> **QUOTED TEXT**
-*-*-
AllPrep Web Academy network


SISTERS --Suzanne Moore spent almost two years teaching at Sisters AllPrep Web Academy, but what she described as the "best job in the whole world" became a precarious one in mid-March.

That's when administrators told Moore that the Clackamas-based company that operated the school was struggling to pay her March salary. She was told to expect a paycheck in her bank account by April 5.

The paycheck didn't appear, and on April 9, the school closed.

She is one of hundreds of people affected when a network of at least 10 publicly funded charter schools ran into deep financial troubles this year. Three of them, based in Sisters and Marcola but serving students across the state, shut their doors in March and April.

Teachers have gone unpaid or lost their jobs, students have had to find new schools, and some families have been asked to pay community college tuition after the charter schools failed to make those payments.

Schools in the network mostly offered online instruction or college-credit courses in partnership with local community colleges. Most were called AllPrep academies and all were founded by educational entrepreneur Tim King, a former North Clackamas School District teacher. [NOTE: Read more about King’s Clackamas Charter Alliance HERE.]

Nearly a decade ago, King founded three charter schools in that district: New Urban High, Clackamas Middle College and Clackamas Web Academy. In 2008, he left to start the AllPrep and other charter schools in a half-dozen small districts across the state, from Sheridan to Estacada to Sisters to Burns.

After he left, serious financial problems were discovered at the Clackamas charters, including hundreds of thousands of dollars in questioned expenditures. The three schools were ordered to repay the district almost $400,000, a debt load that has crimped their operations.

King's new network of schools was operated by a nonprofit known as EdChoices, which is now under investigation by Oregon's education and justice departments. The state, which paid King more than $2 million worth of federal startup funding to launch the schools, has since suspended additional grants it had planned to award him.

After the investigations were launched, King stepped down from his role running EdChoices. He has defended his schools' practices and said stepping aside would help the schools move forward.

Not only did some of the schools close, but also EdChoices was locked out of its Clackamas headquarters.

The Oregon Department of Education sent a letter in January to the districts with EdChoices schools announcing the state was investigating the company for a variety of possible violations, including improperly commingling funds among charter schools and transferring students among the company's schools without parent or district permission…

Among concerns the state is investigating: Schools may have exaggerated or falsified records to show that enough students were getting AllPrep-led education in the brick-and-mortar schools at Sheridan, Burns and elsewhere to qualify the online schools for state funding. Under state law, online charter schools can only be funded for as many out-of-district students as they serve in the district that sponsors them.

The Sheridan School District, which sponsored an AllPrep Academy that opened last fall, had trouble getting timely information from EdChoices and canceled its arrangements with the firm last month. Sheridan is operating the online academy on its own for the rest of the school year, said Superintendent A.J. Grauer.
-*-*-
> **DATASET EXTRACT**
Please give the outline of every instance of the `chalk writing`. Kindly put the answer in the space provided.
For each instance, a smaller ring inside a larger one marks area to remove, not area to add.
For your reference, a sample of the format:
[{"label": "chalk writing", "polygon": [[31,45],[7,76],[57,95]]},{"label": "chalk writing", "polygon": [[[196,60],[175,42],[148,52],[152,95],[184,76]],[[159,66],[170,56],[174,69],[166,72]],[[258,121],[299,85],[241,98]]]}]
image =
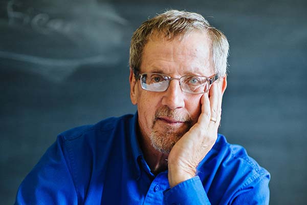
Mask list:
-*-*-
Please repeat word for word the passage of the article on the AllPrep charter schools, from "Teachers have gone" to "make those payments.".

Teachers have gone unpaid or lost their jobs, students have had to find new schools, and some families have been asked to pay community college tuition after the charter schools failed to make those payments.